** start Given passage **

There are two main design problems for this approach: the first is to divide the algorithm into time-exclusive segments that do not need to (or cannot) run concurrently. This is referred to as temporal partitioning. Because no CAD tools support this step, this requires tedious and error-prone user involvement. The second problem is to co-ordinate the behaviour between different configurations, i.e. the management of transmission of intermediate results from one configuration to the next [8].

## 3. CLASSIFICATION OF RECONFIGURABLE ARCHITECTURES

In this section reconfigurable hardware architectures are classified with respect to several parameters. These parameters are described below:

- Granularity of building blocks This refers to the levels of manipulation of data. In this chapter we distinguish three types of granularity: *fine-grain* which corresponds to bit-level manipulation of data, *medium grain* manipulating data with varying number of bits and *coarse-grain* granularity which implies word level operations.
- **Reconfiguration scheme** Systems can be reconfigured statically or dynamically. Dynamically reconfigurable systems permit the partial reconfiguration of certain logic blocks while others are performing computations. Statically reconfigurable devices require execution interrupt.

** end Given passage **
** start Excerpted records **

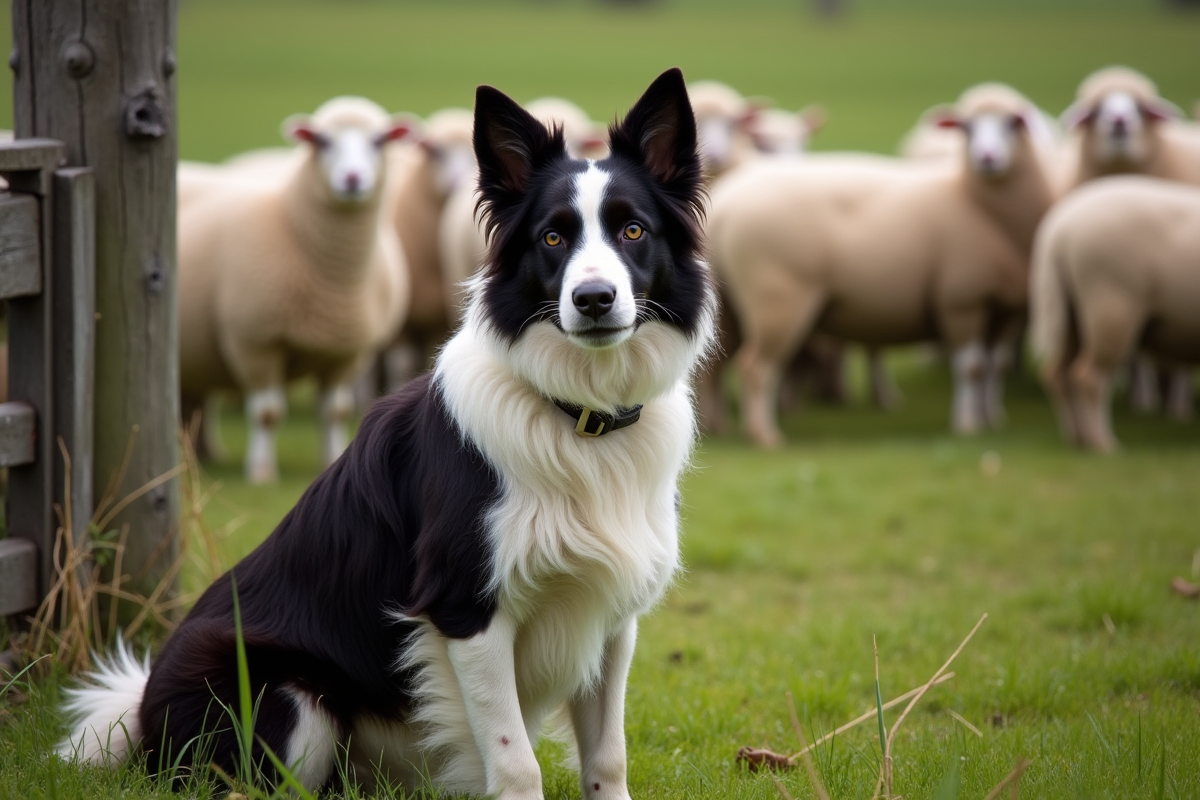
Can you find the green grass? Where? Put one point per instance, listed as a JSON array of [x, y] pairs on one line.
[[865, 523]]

** end Excerpted records **
** start Excerpted records **

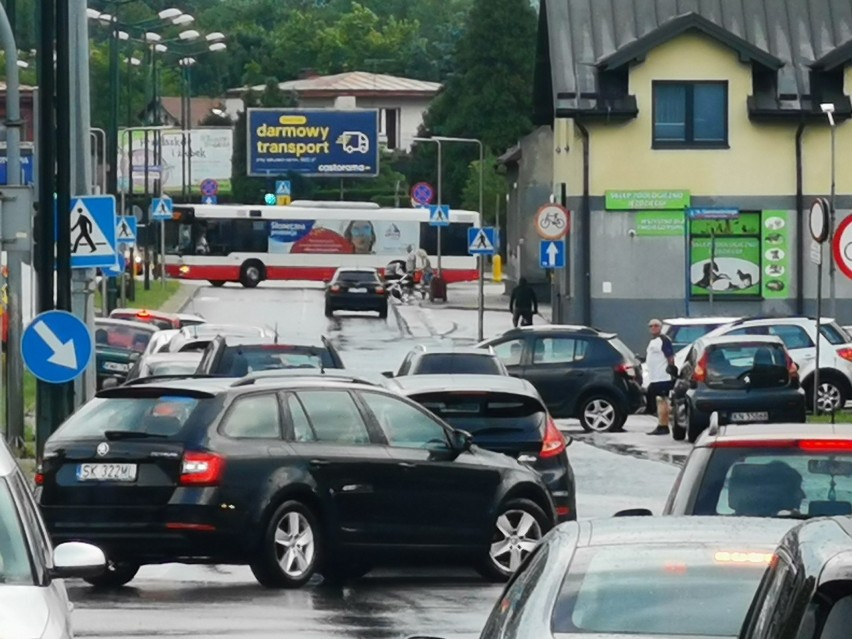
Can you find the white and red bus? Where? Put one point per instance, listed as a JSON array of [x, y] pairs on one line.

** end Excerpted records **

> [Problems and tasks]:
1. According to the passage on reconfigurable architectures, why does temporal partitioning require tedious and error-prone user involvement?
2. In the passage on reconfigurable architectures, what do statically reconfigurable devices require?
3. Continue the passage on classifying reconfigurable architectures after its final sentence.

> [The answers]:
1. It requires tedious and error-prone user involvement because no CAD tools support the step of dividing the algorithm into time-exclusive segments.

2. They require an execution interrupt.

3.
- **Coupling** This refers to the degree of coupling with a host microprocessor. In a *closely coupled* system reconfigurable units are placed on the data path of the processor, acting as execution units. *Loosely coupled* systems act as a coprocessor. They are connected to a host computer system through channels or some special-purpose hardware.

# **3.1 Classification with respect to building blocks** granularity

The granularity criterion reflects the smallest block of which a reconfigurable device is made.

In *fine-grained* architectures, the basic programmed building block usually consists of a combinatorial network and a few flip-flops. The logic block can be programmed into a simple logic function, such as a 2-bit adder. These blocks are connected through a reconfigurable interconnection network. More complex operations can be constructed by reconfiguring this network. Commercially available Field Programmable Gate Arrays (FPGAs) are based on fine grain architectures.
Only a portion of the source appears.